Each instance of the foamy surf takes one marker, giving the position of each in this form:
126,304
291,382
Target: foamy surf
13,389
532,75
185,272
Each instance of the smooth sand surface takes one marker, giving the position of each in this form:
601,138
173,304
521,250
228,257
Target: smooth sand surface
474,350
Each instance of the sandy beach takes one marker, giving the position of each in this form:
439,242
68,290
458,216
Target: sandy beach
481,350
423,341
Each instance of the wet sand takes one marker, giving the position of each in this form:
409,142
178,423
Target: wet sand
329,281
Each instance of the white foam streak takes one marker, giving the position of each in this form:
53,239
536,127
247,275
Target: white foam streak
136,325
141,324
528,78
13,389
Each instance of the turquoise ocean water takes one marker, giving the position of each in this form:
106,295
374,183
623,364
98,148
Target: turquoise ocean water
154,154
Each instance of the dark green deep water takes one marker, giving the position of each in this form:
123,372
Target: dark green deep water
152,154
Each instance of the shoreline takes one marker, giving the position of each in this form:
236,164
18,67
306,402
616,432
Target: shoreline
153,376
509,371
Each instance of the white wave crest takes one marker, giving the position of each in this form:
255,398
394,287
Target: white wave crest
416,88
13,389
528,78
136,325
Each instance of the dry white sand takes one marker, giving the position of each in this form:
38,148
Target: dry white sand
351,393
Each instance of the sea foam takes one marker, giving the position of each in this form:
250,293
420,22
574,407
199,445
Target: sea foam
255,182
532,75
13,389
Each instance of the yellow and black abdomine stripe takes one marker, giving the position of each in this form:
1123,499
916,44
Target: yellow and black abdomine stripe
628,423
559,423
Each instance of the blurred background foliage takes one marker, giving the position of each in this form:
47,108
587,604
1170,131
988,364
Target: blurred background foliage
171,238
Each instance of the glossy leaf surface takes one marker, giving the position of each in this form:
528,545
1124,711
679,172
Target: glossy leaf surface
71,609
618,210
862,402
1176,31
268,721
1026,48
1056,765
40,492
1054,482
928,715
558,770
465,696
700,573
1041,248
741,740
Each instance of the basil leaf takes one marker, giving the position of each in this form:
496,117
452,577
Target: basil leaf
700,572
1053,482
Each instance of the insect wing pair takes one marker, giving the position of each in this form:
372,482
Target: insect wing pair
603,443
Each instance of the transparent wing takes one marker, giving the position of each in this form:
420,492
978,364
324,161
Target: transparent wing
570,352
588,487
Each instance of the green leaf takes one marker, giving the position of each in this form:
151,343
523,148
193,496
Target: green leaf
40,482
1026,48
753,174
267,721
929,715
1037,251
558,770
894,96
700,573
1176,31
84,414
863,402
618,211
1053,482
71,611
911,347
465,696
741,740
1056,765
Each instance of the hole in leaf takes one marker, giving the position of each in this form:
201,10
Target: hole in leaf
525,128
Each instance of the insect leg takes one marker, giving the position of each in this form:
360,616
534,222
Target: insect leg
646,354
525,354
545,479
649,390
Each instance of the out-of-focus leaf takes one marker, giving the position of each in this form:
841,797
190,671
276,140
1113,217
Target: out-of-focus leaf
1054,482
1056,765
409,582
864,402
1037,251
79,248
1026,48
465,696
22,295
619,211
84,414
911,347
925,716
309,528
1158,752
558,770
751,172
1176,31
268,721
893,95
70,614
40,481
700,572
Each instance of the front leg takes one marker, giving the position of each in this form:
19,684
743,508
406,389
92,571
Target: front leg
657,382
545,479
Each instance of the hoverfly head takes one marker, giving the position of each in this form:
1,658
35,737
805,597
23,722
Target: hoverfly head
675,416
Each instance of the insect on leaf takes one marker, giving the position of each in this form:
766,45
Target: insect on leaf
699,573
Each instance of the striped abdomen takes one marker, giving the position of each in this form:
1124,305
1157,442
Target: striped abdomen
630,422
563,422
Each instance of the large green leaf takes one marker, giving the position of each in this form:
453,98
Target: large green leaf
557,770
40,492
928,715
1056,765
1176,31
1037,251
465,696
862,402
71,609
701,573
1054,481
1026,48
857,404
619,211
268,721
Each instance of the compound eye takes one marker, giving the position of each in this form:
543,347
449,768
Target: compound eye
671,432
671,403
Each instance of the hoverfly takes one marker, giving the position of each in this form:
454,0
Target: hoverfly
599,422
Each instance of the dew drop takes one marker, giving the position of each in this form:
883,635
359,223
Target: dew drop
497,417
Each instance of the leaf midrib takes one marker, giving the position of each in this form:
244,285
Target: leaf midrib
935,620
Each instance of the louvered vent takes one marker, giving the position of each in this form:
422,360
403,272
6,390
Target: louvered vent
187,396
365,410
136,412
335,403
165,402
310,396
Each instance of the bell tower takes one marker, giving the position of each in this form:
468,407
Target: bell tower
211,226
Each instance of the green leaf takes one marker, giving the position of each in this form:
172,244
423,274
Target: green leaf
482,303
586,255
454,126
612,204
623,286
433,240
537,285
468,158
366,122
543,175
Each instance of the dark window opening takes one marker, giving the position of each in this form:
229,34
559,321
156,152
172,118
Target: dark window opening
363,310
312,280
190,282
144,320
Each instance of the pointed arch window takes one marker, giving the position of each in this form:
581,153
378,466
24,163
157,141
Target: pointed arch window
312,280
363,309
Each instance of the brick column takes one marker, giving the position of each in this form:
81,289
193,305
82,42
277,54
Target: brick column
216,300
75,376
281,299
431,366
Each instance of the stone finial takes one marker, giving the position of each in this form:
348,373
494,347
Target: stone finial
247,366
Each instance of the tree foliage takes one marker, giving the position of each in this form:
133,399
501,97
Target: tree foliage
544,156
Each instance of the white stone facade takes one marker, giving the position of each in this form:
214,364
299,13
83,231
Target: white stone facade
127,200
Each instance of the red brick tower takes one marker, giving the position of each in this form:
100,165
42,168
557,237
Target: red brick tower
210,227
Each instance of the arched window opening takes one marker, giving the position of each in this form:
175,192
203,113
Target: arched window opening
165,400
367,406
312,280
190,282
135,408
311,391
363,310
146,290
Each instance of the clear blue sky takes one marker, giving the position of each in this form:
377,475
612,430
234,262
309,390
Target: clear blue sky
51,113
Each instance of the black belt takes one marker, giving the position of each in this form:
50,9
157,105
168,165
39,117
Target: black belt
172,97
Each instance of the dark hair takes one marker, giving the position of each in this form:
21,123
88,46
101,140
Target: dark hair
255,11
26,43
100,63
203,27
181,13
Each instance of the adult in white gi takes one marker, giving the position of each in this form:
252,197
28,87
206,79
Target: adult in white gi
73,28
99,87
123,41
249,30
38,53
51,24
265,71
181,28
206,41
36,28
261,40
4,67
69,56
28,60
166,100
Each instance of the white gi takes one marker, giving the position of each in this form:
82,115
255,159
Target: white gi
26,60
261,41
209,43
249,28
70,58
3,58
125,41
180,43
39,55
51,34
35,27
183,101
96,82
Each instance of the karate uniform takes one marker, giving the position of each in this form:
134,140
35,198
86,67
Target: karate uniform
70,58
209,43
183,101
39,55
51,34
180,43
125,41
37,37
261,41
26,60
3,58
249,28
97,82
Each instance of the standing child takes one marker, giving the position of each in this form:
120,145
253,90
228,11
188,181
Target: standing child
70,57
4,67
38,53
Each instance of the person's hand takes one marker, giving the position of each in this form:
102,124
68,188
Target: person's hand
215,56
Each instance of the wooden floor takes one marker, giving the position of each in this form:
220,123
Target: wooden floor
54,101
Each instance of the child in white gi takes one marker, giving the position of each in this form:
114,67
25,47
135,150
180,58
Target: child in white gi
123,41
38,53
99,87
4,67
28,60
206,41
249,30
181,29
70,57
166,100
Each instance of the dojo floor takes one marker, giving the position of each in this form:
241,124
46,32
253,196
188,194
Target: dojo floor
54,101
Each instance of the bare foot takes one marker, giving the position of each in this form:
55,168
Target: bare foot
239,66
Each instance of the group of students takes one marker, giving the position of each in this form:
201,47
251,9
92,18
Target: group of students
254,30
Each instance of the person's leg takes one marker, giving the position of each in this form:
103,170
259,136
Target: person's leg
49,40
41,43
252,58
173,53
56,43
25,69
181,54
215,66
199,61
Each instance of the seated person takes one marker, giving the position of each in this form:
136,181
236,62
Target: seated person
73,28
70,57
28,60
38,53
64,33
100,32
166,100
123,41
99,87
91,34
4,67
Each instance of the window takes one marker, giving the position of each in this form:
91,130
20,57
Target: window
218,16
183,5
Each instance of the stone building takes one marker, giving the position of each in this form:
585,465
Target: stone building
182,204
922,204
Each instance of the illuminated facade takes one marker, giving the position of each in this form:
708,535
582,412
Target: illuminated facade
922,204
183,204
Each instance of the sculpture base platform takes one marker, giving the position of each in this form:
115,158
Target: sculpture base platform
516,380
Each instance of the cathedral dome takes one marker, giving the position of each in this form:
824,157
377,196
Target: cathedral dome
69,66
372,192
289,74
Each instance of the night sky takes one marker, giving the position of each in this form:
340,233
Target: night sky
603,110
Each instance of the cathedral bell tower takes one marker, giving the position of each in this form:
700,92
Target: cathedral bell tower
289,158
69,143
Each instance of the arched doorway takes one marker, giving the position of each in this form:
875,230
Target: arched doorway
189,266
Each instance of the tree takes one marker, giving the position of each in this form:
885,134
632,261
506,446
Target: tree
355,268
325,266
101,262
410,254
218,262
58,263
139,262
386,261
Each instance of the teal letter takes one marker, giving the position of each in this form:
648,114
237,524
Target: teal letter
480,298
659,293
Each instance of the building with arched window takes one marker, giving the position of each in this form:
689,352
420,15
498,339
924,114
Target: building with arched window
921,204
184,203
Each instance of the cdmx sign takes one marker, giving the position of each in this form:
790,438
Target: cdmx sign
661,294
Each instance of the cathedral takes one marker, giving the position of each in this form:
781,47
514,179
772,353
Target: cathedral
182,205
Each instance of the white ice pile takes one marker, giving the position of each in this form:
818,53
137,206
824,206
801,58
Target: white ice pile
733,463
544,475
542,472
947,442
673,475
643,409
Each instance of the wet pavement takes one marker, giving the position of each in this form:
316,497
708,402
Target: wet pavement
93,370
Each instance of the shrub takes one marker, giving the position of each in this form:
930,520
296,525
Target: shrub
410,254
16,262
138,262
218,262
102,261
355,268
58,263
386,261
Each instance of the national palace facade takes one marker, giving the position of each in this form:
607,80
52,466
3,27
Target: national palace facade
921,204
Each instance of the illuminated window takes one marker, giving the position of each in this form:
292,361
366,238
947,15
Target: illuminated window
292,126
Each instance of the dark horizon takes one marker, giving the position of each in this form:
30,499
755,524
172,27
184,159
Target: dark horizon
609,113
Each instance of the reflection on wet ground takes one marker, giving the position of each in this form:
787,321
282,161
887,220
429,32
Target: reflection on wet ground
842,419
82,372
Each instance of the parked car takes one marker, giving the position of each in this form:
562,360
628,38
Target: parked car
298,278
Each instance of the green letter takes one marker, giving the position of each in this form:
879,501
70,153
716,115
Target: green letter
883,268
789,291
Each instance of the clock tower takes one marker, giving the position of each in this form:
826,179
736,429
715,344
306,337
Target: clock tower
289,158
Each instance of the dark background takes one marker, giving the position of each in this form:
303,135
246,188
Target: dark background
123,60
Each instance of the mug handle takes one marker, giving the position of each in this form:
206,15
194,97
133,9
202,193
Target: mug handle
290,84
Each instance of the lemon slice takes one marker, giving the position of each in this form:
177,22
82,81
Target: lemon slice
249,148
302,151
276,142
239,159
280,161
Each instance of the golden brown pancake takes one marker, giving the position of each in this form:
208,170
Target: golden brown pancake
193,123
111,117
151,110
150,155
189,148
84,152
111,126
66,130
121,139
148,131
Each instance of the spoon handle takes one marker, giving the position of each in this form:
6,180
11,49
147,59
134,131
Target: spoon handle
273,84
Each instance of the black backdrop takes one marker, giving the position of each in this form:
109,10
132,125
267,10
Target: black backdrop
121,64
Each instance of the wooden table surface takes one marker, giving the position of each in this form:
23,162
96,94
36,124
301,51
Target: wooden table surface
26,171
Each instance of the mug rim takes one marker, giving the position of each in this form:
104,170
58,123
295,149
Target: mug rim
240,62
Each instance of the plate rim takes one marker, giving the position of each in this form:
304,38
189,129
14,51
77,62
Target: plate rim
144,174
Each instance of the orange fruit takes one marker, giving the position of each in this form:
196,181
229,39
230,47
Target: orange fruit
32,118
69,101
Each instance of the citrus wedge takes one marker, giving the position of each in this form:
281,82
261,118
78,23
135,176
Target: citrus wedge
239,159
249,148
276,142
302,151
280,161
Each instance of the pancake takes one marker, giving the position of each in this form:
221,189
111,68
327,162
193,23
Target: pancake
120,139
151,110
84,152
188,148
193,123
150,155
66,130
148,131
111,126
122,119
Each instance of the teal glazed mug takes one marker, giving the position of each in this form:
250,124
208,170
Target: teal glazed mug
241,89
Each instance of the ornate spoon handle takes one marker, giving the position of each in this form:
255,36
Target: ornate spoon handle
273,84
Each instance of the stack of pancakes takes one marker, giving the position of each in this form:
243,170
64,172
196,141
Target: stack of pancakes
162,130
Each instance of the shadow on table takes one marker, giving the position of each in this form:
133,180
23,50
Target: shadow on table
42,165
+--
● TASK REQUIREMENTS: Starting at the line that contains "Each instance of the mug rim", write out every line to the end of the entries, exactly as given.

● EXERCISE ANSWER:
Each instance of the mug rim takes one marker, giving the position of each in this form:
104,170
58,123
295,149
Target: mug rim
240,62
Each instance of the plate rim takes one marker, giving the position of each in this form:
304,38
189,129
14,51
77,62
Target: plate rim
144,174
Each instance of the orange fruit takes one marker, giving the position of each in this form:
196,181
229,39
230,47
Target: orange fruit
32,118
69,101
Each instance of the citrus wedge takes one marker, giving the position of each in this form:
281,82
261,118
78,23
135,176
Target: citrus wedge
239,159
249,148
276,142
302,151
280,161
Each instance of the pancake takes one marker, giving the position of each in this form:
221,189
111,68
327,162
193,23
Target: pancake
120,139
151,110
84,152
188,148
193,123
150,155
66,130
148,131
111,126
122,119
Each instance of the teal glazed mug takes one marker, giving the position of each in this form:
250,124
208,170
Target: teal glazed mug
241,89
Each instance of the ornate spoon handle takes one marker, giving the position of each in this form:
255,36
Target: ornate spoon handle
273,84
Each instance of the stack of pancakes takes one marker, giving the position of each in this form:
243,170
64,172
196,141
Target: stack of pancakes
162,130
Each instance of the shadow on table takes one marker, giving the position of each in this form:
133,180
23,50
Target: shadow on table
42,165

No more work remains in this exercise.